CONSEGNA A:
Traduca in inglese la seguente frase del testo sul verde urbano: "La parola passa infine ad Alessandro Rocca la cui tesi si basa sulla capacità dello spazio costruito di divenire paesaggio."
CONSEGNA B:
Trascriva fedelmente il passo del testo sul verde urbano che si apre con le parole contenenti "Passiamo alla High" e si chiude con "in punti strategici.".
CONSEGNA C:
Scriva il seguito del testo sul verde urbano, partendo dopo l'ultima frase riportata.

TESTO:
◇ ◇ ◇
Per Francesca Neonato il verde pubblico deve agevolare l’adozione di un luogo da parte di una comunità, trasformarlo grazie al contributo di una rete formata da diversi attori sociali, dai Guerrilla Gardeners ai florovivaisti.
Orti spontanei, cascine sociali, giardini terapeutici, giardini condivisi e percorsi esperienziali tracciano una rete che produce segni visibili nel paesaggio urbano, ne addolcisce i contorni, anima gli spazi residuali, semina fiori e ortaggi nelle crepe cittadine, elargisce bellezza, benessere e coesione sociale.
La parola passa infine ad Alessandro Rocca la cui tesi si basa sulla capacità dello spazio costruito di divenire paesaggio. Illustri gli esempi: il German Pavilion a Barcelona di Ludwig Mies van Der Rohe, l'Unité d’habitation di Le Corbusier, il Salk Institute a La Jolla di Louis Kahn sono spazi pubblici o semipubblici che, senza alcun uso di verde, creano un paesaggio che esalta la natura.
Passiamo alla High Line di New York. Qui Diller & Scofidio + Renfro e Piet Oudolf hanno saputo reinventare una logica sociale dallo squallore di una linea ferroviaria in disuso, mediante il semplice ma sapiente uso di erbacee semi spontanee e sedute poste in punti strategici.
◇ ◇ ◇
MATERIALE FORNITO:
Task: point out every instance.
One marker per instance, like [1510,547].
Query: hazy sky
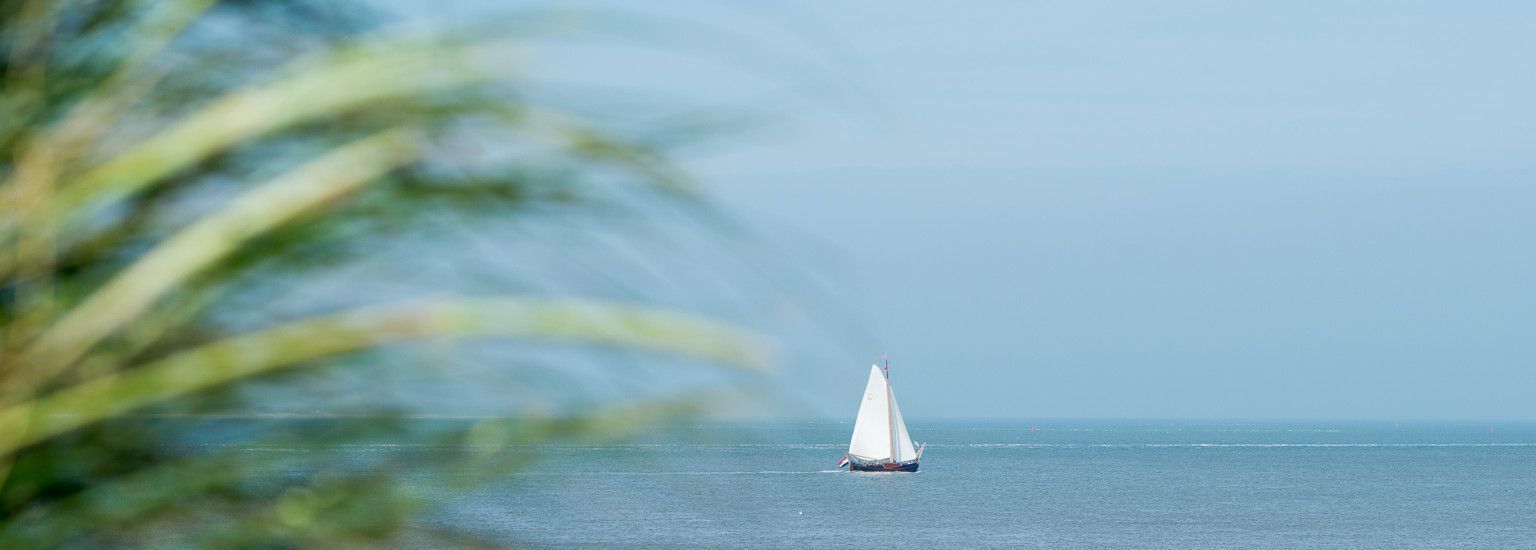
[1137,209]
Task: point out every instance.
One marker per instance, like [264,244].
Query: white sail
[903,443]
[879,429]
[873,426]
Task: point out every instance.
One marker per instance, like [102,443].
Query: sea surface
[1142,484]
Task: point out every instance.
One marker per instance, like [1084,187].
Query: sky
[1086,209]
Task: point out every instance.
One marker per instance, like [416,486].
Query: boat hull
[882,467]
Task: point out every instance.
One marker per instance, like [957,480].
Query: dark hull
[882,467]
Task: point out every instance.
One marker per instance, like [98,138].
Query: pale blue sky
[1183,209]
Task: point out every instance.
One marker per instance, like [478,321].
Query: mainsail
[879,430]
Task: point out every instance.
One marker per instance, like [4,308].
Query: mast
[890,409]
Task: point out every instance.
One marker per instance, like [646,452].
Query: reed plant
[165,165]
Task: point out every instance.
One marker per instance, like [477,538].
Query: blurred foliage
[162,159]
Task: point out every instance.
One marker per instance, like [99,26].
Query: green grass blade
[291,344]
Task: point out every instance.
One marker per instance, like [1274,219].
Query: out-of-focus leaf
[291,344]
[206,241]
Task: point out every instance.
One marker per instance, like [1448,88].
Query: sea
[1060,484]
[1051,483]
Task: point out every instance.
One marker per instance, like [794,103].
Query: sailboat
[880,441]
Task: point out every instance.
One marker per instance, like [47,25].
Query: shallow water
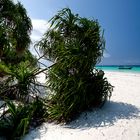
[135,69]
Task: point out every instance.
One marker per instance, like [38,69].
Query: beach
[118,119]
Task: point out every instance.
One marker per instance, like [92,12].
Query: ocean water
[135,69]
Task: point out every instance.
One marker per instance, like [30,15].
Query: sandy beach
[119,119]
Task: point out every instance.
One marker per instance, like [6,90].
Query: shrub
[75,46]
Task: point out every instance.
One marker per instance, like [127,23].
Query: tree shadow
[110,113]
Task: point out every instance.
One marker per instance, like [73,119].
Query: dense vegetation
[74,44]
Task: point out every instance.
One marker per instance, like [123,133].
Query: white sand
[119,119]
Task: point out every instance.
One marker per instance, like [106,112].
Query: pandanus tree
[15,28]
[75,45]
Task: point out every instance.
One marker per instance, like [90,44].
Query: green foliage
[15,122]
[75,45]
[15,28]
[18,82]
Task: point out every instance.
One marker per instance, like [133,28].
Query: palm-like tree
[15,27]
[75,45]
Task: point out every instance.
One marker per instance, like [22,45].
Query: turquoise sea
[135,69]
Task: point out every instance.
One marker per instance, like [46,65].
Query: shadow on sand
[110,113]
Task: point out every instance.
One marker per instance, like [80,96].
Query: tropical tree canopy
[15,27]
[75,46]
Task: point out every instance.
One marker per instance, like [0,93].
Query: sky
[120,19]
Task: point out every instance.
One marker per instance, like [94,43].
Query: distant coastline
[135,68]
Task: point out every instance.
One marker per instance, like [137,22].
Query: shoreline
[118,119]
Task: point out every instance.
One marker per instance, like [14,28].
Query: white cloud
[40,26]
[106,55]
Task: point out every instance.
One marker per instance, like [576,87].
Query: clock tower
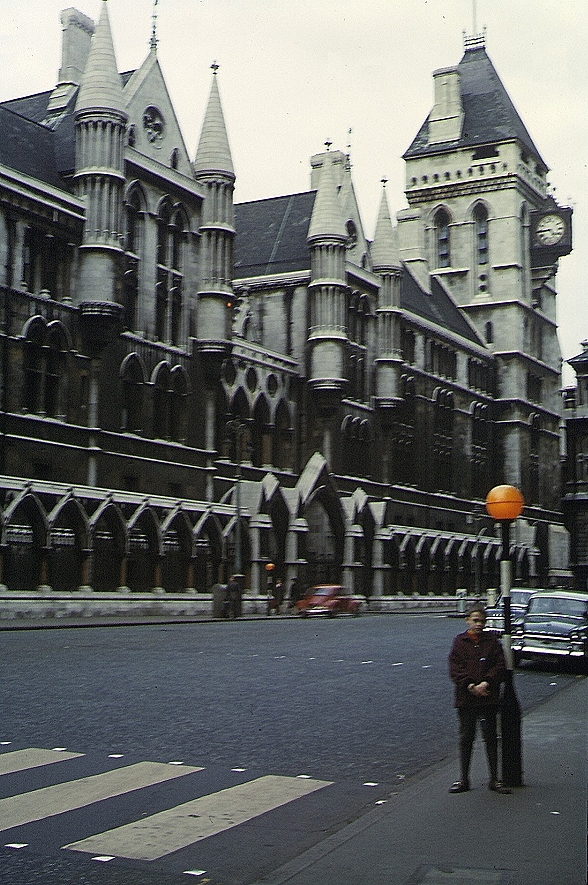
[481,220]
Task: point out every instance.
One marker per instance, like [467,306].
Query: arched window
[481,232]
[162,400]
[170,277]
[133,387]
[133,253]
[179,395]
[45,357]
[442,241]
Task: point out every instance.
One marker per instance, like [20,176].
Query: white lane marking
[20,760]
[49,801]
[169,831]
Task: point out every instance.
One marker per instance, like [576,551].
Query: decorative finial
[476,40]
[153,41]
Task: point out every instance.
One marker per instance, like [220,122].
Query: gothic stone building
[191,387]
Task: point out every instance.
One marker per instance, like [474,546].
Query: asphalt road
[343,710]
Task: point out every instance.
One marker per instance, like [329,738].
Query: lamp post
[504,504]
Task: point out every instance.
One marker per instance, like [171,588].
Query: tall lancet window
[442,239]
[170,276]
[133,251]
[481,229]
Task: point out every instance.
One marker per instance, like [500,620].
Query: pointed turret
[213,169]
[101,88]
[384,248]
[327,218]
[213,154]
[100,119]
[328,291]
[389,362]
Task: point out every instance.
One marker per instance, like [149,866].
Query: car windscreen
[572,608]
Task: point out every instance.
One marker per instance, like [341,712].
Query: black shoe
[498,787]
[459,787]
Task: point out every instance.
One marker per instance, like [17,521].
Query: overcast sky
[295,73]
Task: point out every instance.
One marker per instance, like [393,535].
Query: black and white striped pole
[504,504]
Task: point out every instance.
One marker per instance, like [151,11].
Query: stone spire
[384,248]
[214,154]
[101,87]
[327,217]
◇ ◇ ◇
RISPOSTA A:
Finally, the floor passes to Alessandro Rocca, whose thesis rests on the capacity of built space to become landscape.

RISPOSTA B:
Passiamo alla High Line di New York. Qui Diller & Scofidio + Renfro e Piet Oudolf hanno saputo reinventare una logica sociale dallo squallore di una linea ferroviaria in disuso, mediante il semplice ma sapiente uso di erbacee semi spontanee e sedute poste in punti strategici.

RISPOSTA C:
Altri esempi molto calzanti sono due Serpentine Gallery Pavilion disegnati da Kazuyo Sejima e Peter Zumthor di recente. Il primo definisce il paesaggio mediante il solo uso di una pensilina di acciaio lucido a forma sinuosa. La tettoia, le curvature, i riflessi creano un sopra e un sotto, un davanti e un dietro, una protezione e un confine.
Il secondo è una scatola nera con un giardino semi spontaneo all'interno. Questo contenitore stupisce dall'esterno e sorprende all'interno, principalmente per il contrasto tra la rigidità della forma costruita e la spontaneità della natura.
Rocca termina con un ultimo esempio, forse ancor più esasperato, per convincere quanto l'architettura possa essere essa stessa paesaggio. Il Rolex centre di Kazuyo Sejima a Losanna. Un padiglione tutto curve in cui gli edifici creano lo skyline di colline e le linee rette sono bandite.
Applausi.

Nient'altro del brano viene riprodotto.